**YOUR ASSIGNMENT:** Return nothing except the lines from the one that contains "[locate] the metal" through the end of the material below, each exactly as given.

== RECORDS FOR PROCESSING ==

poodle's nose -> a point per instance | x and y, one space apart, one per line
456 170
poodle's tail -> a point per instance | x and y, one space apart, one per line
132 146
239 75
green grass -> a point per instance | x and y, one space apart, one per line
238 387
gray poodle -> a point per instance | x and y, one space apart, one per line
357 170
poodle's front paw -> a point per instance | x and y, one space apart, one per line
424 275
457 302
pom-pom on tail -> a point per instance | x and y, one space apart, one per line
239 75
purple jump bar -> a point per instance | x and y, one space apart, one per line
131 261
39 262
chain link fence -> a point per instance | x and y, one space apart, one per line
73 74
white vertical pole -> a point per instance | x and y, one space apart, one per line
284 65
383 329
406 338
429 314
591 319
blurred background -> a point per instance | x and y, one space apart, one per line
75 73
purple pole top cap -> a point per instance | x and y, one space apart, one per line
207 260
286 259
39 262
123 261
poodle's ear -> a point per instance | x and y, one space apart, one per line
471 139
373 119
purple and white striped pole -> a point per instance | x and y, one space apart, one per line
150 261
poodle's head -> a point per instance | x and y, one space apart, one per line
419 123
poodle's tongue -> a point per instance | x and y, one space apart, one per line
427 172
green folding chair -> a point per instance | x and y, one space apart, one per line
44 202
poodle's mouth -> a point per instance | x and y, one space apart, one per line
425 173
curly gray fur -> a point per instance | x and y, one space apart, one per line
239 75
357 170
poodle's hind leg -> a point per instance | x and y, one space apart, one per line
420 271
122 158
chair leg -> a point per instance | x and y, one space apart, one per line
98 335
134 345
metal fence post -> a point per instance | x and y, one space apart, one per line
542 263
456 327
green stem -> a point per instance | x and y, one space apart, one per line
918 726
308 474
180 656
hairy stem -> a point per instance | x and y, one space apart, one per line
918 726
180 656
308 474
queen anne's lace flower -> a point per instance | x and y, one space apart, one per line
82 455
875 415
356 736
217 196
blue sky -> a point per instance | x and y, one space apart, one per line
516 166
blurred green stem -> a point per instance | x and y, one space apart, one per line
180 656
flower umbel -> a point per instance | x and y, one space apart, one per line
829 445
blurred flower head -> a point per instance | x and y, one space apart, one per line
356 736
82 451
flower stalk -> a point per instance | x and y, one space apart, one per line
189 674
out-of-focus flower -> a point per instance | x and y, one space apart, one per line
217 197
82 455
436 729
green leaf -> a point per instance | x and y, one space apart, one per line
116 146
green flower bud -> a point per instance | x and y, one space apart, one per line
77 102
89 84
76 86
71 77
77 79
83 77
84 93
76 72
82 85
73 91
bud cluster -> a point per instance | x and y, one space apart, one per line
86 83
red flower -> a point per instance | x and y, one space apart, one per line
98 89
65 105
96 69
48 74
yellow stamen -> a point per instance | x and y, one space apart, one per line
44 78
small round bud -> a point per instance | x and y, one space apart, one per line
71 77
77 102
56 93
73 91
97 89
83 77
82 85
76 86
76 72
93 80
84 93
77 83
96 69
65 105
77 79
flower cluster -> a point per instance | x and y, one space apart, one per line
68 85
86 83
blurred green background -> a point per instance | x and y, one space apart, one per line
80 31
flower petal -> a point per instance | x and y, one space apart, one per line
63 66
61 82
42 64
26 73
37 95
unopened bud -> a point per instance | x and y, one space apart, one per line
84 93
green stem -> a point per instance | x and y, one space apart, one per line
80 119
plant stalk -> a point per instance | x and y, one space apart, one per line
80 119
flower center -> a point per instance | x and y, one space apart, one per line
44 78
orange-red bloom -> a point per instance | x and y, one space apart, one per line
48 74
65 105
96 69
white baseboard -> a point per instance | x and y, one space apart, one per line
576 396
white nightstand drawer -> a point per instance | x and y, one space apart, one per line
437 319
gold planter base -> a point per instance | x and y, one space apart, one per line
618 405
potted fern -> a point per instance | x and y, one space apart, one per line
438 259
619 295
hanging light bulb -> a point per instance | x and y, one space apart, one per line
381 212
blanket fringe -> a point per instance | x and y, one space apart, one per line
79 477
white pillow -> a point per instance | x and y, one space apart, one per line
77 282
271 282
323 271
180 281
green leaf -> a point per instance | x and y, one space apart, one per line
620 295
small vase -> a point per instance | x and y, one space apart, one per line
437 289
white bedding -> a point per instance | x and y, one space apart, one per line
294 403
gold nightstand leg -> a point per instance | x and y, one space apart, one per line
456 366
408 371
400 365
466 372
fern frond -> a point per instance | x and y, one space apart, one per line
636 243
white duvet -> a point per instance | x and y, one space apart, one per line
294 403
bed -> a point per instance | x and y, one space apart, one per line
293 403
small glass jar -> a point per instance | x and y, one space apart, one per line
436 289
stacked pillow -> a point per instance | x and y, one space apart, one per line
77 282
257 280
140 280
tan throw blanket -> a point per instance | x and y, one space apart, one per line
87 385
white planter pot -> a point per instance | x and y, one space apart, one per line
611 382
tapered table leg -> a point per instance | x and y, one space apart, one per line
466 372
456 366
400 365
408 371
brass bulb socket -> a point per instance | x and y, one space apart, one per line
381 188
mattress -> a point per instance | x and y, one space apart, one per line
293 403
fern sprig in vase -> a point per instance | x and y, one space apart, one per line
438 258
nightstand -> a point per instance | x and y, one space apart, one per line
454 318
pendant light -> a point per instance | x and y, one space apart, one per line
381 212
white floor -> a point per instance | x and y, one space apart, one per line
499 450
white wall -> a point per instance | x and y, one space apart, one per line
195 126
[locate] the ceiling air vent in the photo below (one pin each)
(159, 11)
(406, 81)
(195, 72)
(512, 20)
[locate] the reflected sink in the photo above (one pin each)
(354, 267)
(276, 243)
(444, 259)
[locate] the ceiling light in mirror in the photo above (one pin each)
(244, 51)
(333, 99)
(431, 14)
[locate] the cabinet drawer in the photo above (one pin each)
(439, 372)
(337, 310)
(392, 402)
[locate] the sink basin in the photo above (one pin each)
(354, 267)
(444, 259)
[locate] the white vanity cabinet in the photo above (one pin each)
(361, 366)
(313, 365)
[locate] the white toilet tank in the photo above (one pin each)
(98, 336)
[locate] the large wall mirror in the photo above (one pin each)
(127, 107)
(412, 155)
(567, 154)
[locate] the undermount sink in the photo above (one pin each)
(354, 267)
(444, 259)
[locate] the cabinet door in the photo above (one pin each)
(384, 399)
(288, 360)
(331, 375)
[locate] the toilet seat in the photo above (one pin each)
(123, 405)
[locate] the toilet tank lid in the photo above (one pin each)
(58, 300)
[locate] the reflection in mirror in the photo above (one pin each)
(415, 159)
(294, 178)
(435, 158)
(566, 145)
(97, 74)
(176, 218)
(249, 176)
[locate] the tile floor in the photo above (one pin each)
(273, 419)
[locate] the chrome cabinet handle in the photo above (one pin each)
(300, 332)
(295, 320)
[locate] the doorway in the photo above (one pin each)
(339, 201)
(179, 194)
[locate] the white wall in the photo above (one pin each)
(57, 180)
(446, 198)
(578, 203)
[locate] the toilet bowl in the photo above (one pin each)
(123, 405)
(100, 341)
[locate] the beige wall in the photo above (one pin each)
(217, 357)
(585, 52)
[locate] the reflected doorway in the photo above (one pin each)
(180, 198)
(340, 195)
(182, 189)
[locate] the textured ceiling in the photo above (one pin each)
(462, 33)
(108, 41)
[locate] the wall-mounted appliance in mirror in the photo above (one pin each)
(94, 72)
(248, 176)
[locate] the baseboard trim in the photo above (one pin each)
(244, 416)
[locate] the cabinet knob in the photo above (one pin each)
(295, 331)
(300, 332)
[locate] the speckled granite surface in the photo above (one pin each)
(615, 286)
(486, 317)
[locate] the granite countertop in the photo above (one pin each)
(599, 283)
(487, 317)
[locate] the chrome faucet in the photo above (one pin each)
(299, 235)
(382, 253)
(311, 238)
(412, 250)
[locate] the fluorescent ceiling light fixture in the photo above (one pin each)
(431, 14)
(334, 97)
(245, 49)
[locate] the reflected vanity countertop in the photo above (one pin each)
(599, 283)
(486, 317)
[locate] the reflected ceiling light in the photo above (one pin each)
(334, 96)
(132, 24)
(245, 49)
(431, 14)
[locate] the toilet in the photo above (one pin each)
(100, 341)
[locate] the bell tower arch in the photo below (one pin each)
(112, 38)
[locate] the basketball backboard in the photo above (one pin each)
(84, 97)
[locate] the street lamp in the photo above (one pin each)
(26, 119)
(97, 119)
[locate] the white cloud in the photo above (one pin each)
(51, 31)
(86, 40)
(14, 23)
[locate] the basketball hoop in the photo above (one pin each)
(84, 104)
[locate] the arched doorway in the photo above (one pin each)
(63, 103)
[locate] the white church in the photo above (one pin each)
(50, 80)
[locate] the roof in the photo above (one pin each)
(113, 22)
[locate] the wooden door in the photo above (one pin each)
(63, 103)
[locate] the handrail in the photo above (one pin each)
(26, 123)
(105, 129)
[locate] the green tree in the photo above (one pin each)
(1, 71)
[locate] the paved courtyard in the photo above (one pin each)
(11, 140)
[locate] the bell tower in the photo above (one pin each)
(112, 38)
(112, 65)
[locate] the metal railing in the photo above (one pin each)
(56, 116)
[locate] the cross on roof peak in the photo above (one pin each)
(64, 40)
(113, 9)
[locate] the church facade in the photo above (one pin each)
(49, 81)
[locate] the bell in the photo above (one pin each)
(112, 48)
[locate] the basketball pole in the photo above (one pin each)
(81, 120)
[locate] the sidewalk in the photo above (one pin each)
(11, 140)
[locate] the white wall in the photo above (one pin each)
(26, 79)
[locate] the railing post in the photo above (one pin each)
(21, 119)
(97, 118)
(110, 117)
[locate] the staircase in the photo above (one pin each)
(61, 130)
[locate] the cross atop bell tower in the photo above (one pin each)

===

**SOLUTION TO THIS TASK:**
[locate] the metal railing in the photo above (one pin each)
(56, 116)
[locate] the cross on roof peak in the photo above (one pin each)
(64, 40)
(113, 9)
[locate] the church facade in the photo above (one pin each)
(49, 81)
[locate] the bell in the photo above (one pin each)
(112, 48)
[locate] the basketball pole in the photo above (one pin each)
(81, 120)
[locate] the sidewalk in the photo above (one pin each)
(11, 140)
[locate] the white wall in the photo above (one pin each)
(26, 79)
[locate] the railing post in the photo above (one pin each)
(21, 119)
(97, 118)
(110, 117)
[locate] the staircase in the photo above (one pin each)
(61, 130)
[locate] the cross atop bell tower in the photo above (one pin each)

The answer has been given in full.